Tony Smith: Drawings

Dec 17, 2010 – Apr 3, 2011
Main Building

Tony Smith: Drawings is a selection of rarely exhibited and early drawings by American artist Tony Smith (1912–1980). The work, executed within a short period of time following his career as an architectural designer, precedes Smith’s emergence as one of the most important sculptors of the mid-twentieth century.

Some 40 drawings, selected from the Smith Estate as well as from private collections, show that Smith was already building a conceptual base inspired by modular order and the unifying, form-follows-function morality of Modern architecture, so-called. Although Smith came to sculpture late in his life, he used the physical space of the paper as a container for mark-making and as a serial unit to build upon. Smith’s interest in mathematics and his friendship with the Abstract Expressionists inform the formal characteristics of the drawings, as in staccato linear hatching, irregular interconnecting forms, and attention to allover composition. Smith’s sensitivity to scale and interest in figure/ground relationships, and the nonobjective modular structures of a number of the drawings in this exhibition forecast his later approach to sculpture.

Smith was born in South Orange, New Jersey, and studied architecture at the New Bauhaus School in Chicago led by László Moholy-Nagy. After working for Frank Lloyd Wright, Smith worked as an architectural designer. In 1945 he moved to New York, where he became a close friend of Barnett Newman, who introduced him to his fellow New York School painters. Jackson Pollock and Clyfford Still were friends and collaborators as Smith transitioned from architecture to painting and drawing and on to monumental architectonic sculpture. Like Still, Smith was interested in the papiers déchirés of Jean Arp. He shared an interest with Pollock in the principles of organic geometric order, harmony, and structural patterns of natural forms propounded by the 19th-century bio-mathematician D'Arcy Thompson.

#### GOAL 1:
Please list every person named in the Tony Smith exhibition text, leaving out Tony Smith himself.
#### GOAL 2:
According to the Tony Smith exhibition text, in what year did Smith move to New York?
#### GOAL 3:
Extend the Tony Smith exhibition text beyond its final sentence.

#### DATA:
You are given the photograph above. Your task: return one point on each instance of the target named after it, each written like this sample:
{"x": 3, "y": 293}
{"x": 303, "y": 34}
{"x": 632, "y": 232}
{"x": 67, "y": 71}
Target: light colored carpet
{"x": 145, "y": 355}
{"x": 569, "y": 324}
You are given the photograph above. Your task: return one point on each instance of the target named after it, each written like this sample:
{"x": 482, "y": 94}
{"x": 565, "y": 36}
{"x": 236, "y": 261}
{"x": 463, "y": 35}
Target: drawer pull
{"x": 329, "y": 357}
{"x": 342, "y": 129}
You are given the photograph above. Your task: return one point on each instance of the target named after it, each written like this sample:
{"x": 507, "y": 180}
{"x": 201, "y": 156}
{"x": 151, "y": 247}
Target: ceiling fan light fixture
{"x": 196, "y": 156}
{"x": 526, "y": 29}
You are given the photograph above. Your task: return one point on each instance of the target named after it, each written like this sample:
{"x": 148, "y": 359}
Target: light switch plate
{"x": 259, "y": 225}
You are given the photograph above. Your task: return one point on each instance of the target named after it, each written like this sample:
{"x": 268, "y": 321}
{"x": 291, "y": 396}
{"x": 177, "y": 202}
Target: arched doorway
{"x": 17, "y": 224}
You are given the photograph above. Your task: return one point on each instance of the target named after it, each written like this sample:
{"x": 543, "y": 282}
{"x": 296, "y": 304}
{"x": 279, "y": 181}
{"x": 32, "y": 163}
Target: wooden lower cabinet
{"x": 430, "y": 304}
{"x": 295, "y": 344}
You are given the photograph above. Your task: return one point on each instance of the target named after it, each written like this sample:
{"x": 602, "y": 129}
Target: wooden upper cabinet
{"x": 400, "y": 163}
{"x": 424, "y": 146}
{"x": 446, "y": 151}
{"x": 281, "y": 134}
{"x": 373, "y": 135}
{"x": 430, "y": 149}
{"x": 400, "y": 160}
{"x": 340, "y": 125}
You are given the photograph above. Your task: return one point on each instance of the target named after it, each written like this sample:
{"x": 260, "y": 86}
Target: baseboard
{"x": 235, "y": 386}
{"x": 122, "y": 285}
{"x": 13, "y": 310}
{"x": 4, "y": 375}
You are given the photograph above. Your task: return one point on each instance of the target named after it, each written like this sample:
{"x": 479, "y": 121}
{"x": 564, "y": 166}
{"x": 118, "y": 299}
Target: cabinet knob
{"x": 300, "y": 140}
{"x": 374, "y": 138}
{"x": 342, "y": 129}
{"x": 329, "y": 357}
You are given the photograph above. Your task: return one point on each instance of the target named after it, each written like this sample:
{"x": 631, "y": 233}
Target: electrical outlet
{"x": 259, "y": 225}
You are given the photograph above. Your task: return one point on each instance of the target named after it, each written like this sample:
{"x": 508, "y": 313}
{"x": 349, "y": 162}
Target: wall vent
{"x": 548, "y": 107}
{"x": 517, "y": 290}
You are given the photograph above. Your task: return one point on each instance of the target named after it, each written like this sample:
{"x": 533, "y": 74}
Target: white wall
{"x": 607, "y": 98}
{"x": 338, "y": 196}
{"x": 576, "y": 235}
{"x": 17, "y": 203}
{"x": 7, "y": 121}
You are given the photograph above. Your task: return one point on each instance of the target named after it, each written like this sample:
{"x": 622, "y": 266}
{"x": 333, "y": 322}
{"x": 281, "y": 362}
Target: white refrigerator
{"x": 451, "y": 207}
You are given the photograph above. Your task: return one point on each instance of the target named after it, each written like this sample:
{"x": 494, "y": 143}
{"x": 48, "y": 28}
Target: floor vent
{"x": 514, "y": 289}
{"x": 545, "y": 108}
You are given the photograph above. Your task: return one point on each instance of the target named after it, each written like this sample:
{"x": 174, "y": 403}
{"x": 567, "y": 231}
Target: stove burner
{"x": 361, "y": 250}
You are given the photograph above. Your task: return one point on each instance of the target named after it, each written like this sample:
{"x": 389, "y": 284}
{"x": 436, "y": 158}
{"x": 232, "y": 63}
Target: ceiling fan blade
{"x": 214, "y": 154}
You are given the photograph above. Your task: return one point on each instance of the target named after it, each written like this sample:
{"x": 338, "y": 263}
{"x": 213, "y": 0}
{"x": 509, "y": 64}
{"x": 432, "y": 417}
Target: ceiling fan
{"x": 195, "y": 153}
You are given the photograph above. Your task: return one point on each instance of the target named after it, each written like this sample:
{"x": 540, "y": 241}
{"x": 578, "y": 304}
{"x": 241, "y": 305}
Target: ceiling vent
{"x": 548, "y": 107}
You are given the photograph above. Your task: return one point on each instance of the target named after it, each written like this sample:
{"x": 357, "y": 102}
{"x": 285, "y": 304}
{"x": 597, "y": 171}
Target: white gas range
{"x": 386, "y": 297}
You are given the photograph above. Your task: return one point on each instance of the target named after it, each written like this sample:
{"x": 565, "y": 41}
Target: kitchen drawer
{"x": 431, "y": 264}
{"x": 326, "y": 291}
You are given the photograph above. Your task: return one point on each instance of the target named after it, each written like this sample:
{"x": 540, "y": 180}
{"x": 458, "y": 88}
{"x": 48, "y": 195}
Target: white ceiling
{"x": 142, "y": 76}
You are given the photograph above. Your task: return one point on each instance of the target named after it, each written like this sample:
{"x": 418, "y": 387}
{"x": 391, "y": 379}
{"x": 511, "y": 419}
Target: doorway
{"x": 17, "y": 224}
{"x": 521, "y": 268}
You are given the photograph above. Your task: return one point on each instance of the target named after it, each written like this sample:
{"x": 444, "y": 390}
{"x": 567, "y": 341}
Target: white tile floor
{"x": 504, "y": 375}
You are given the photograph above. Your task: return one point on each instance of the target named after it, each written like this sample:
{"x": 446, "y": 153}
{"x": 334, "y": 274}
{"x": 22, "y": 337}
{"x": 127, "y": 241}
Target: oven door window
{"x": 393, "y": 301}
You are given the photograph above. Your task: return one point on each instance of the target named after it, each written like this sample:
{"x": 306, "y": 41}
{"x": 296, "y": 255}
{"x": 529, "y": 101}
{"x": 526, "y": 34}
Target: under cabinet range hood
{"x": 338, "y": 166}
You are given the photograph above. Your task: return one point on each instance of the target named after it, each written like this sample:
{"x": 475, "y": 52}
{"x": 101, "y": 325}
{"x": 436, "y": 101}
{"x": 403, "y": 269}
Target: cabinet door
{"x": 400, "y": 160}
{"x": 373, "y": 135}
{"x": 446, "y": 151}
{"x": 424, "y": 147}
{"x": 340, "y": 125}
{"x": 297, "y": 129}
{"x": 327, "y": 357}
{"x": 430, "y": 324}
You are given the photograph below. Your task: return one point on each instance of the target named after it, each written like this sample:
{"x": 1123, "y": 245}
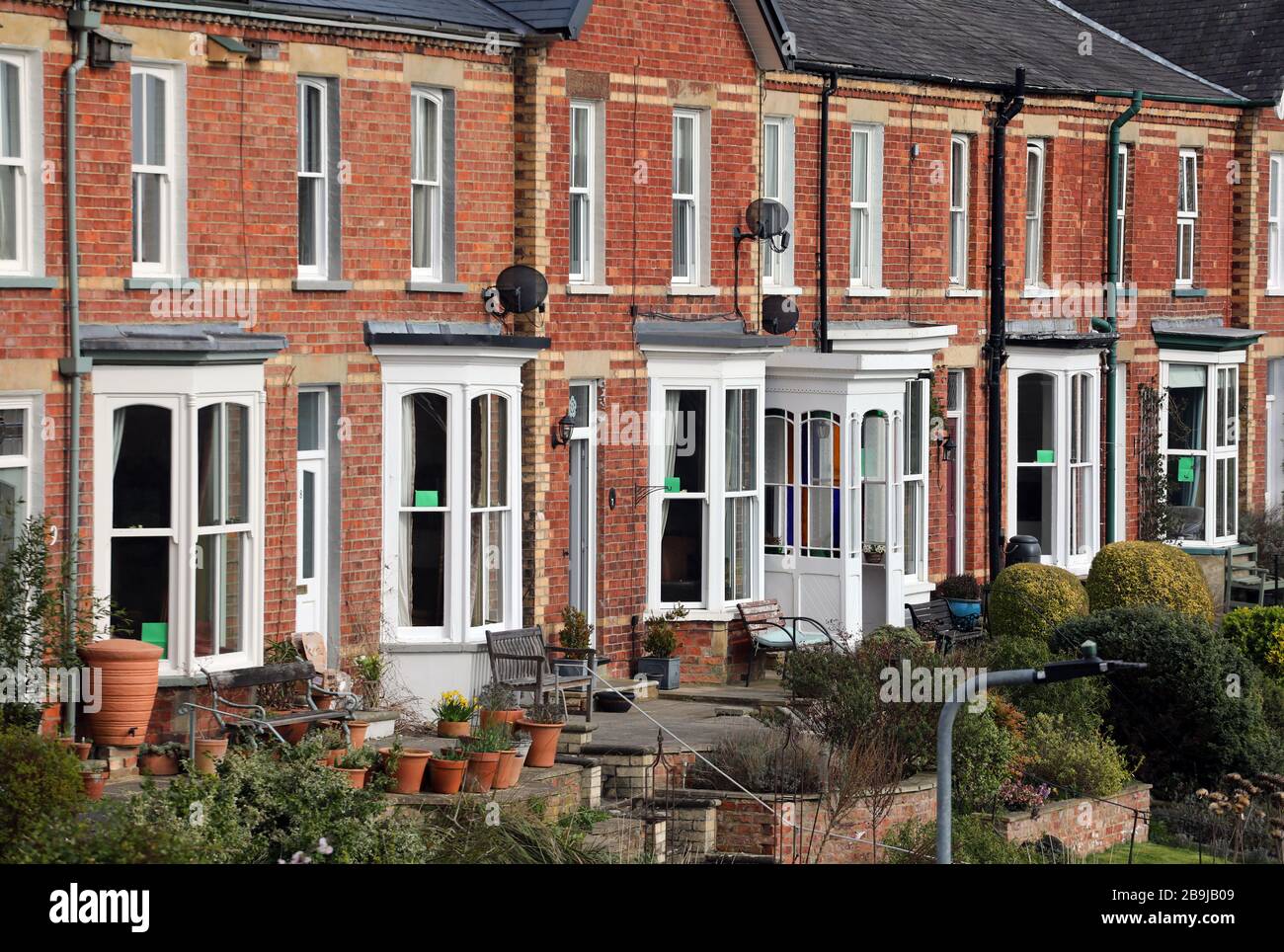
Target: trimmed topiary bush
{"x": 1195, "y": 714}
{"x": 1030, "y": 600}
{"x": 1156, "y": 574}
{"x": 1259, "y": 634}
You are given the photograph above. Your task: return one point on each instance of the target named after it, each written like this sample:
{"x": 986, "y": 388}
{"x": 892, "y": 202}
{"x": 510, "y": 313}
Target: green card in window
{"x": 157, "y": 633}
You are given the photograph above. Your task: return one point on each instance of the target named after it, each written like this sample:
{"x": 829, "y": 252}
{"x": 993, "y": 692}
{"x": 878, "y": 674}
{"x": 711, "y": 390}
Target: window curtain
{"x": 405, "y": 556}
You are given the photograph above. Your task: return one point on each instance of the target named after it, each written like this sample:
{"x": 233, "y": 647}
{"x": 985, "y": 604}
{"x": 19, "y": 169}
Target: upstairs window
{"x": 1188, "y": 214}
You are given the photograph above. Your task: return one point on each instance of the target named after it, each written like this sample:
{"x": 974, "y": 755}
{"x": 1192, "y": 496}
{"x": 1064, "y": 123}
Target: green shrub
{"x": 1074, "y": 762}
{"x": 1030, "y": 600}
{"x": 1141, "y": 574}
{"x": 40, "y": 790}
{"x": 1195, "y": 714}
{"x": 972, "y": 840}
{"x": 985, "y": 754}
{"x": 1259, "y": 634}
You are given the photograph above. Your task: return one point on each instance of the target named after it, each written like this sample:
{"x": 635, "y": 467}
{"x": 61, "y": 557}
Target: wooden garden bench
{"x": 232, "y": 714}
{"x": 933, "y": 621}
{"x": 770, "y": 630}
{"x": 519, "y": 659}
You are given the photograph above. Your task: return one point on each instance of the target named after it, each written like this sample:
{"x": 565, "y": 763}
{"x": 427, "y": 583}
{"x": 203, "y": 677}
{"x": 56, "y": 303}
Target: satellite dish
{"x": 766, "y": 218}
{"x": 521, "y": 288}
{"x": 779, "y": 313}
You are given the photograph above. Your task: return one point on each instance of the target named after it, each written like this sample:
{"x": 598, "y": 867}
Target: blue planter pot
{"x": 663, "y": 670}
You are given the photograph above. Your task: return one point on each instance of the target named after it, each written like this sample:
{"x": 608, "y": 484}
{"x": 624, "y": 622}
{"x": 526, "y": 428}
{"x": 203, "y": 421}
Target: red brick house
{"x": 299, "y": 412}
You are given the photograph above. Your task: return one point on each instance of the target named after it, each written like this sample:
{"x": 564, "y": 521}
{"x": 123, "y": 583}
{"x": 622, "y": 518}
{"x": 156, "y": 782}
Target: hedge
{"x": 1030, "y": 599}
{"x": 1156, "y": 574}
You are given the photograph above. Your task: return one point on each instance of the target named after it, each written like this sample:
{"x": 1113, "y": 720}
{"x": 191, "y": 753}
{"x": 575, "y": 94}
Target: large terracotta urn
{"x": 127, "y": 689}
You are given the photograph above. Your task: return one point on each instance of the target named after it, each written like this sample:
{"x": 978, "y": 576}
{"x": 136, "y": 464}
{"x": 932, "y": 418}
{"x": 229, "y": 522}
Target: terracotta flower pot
{"x": 410, "y": 768}
{"x": 356, "y": 776}
{"x": 480, "y": 774}
{"x": 128, "y": 688}
{"x": 358, "y": 732}
{"x": 158, "y": 764}
{"x": 506, "y": 775}
{"x": 94, "y": 779}
{"x": 543, "y": 742}
{"x": 445, "y": 776}
{"x": 452, "y": 729}
{"x": 491, "y": 717}
{"x": 209, "y": 752}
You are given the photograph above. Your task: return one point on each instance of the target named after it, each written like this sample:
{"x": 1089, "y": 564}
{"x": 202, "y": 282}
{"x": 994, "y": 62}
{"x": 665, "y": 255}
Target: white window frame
{"x": 778, "y": 266}
{"x": 715, "y": 373}
{"x": 30, "y": 459}
{"x": 1275, "y": 226}
{"x": 319, "y": 270}
{"x": 433, "y": 187}
{"x": 583, "y": 194}
{"x": 961, "y": 164}
{"x": 1036, "y": 149}
{"x": 1188, "y": 217}
{"x": 184, "y": 390}
{"x": 457, "y": 373}
{"x": 1121, "y": 214}
{"x": 1221, "y": 437}
{"x": 174, "y": 194}
{"x": 29, "y": 258}
{"x": 865, "y": 218}
{"x": 915, "y": 485}
{"x": 693, "y": 199}
{"x": 1064, "y": 367}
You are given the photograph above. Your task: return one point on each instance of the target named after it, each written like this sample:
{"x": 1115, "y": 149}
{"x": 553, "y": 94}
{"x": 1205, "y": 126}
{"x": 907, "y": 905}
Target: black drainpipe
{"x": 822, "y": 254}
{"x": 997, "y": 347}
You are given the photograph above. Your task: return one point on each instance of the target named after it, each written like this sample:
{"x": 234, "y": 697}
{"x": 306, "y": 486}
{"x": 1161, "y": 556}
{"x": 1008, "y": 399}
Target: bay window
{"x": 1053, "y": 468}
{"x": 1188, "y": 214}
{"x": 1201, "y": 448}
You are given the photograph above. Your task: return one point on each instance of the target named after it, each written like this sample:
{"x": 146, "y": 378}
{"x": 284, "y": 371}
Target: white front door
{"x": 312, "y": 530}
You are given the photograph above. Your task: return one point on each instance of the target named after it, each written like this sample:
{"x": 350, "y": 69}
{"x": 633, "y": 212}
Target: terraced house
{"x": 261, "y": 368}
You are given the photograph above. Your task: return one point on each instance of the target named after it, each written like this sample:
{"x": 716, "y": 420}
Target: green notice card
{"x": 157, "y": 633}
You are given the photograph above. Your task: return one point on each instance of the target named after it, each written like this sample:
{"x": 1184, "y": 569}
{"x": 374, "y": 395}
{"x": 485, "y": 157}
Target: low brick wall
{"x": 794, "y": 832}
{"x": 1083, "y": 826}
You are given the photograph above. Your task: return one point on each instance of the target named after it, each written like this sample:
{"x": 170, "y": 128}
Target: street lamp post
{"x": 1087, "y": 665}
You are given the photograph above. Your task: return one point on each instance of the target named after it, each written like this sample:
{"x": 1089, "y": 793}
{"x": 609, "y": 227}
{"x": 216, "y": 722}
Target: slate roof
{"x": 1238, "y": 43}
{"x": 979, "y": 42}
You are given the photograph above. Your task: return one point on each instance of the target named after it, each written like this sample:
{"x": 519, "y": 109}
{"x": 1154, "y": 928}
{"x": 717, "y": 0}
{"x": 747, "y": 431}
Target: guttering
{"x": 822, "y": 254}
{"x": 1111, "y": 324}
{"x": 996, "y": 348}
{"x": 80, "y": 21}
{"x": 335, "y": 21}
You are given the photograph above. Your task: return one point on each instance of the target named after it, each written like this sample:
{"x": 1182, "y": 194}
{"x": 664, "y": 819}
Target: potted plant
{"x": 406, "y": 764}
{"x": 499, "y": 704}
{"x": 483, "y": 750}
{"x": 445, "y": 770}
{"x": 453, "y": 714}
{"x": 660, "y": 647}
{"x": 963, "y": 595}
{"x": 94, "y": 777}
{"x": 577, "y": 634}
{"x": 355, "y": 763}
{"x": 159, "y": 759}
{"x": 543, "y": 723}
{"x": 209, "y": 752}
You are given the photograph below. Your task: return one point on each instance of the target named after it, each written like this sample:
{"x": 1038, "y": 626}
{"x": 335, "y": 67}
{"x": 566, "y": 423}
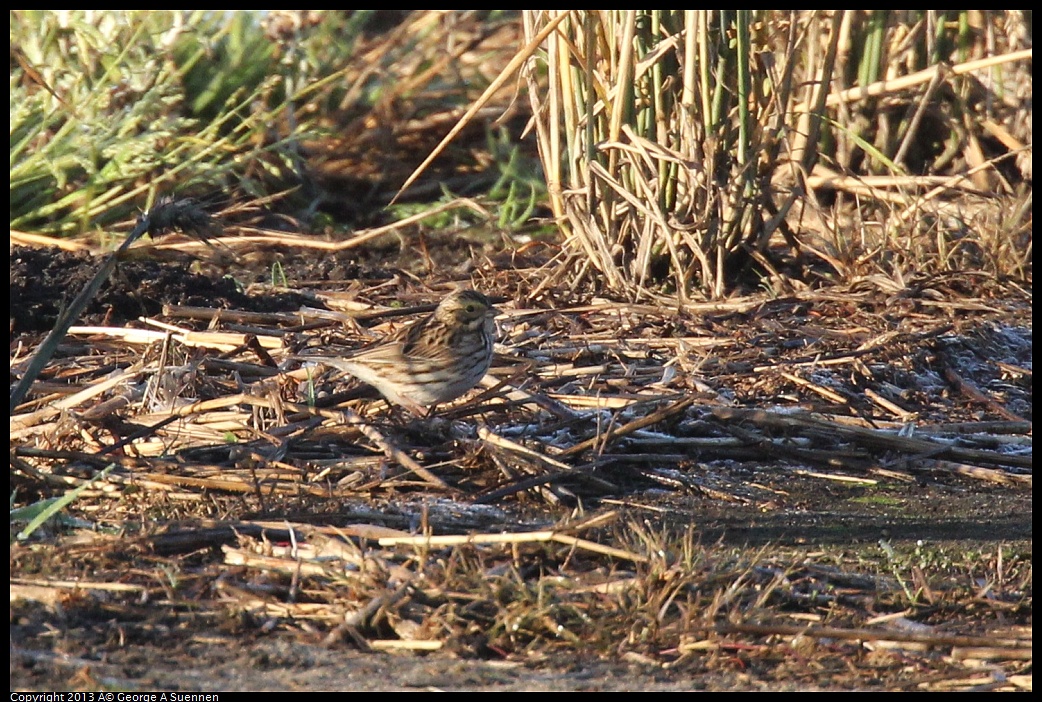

#### OUTPUT 1:
László Moholy-Nagy, Frank Lloyd Wright, Barnett Newman, Jackson Pollock, Clyfford Still, Jean Arp, D'Arcy Thompson

#### OUTPUT 2:
1945

#### OUTPUT 3:
Curated by Bernice Rose, Chief Curator of The Menil Collection’s Drawing Institute and Study Center; this group of drawings provides a unique lens through which to view the Menil’s collection of Smith’s monumental outdoor sculptures that are integral to the campus and to the collecting history of the de Menils. John de Menil underwrote the fabrication of Smith’s first large­-scale sculpture The Elevens Are Up, 1963, fabricated 1970, one of five outdoor works permanently installed on the Menil campus. In 2001, the artist’s estate gave Wall, 1964, fabricated 2000, to the museum in honor of Dominique de Menil.

This exhibition is generously supported by Michael Zilkha and the City of Houston.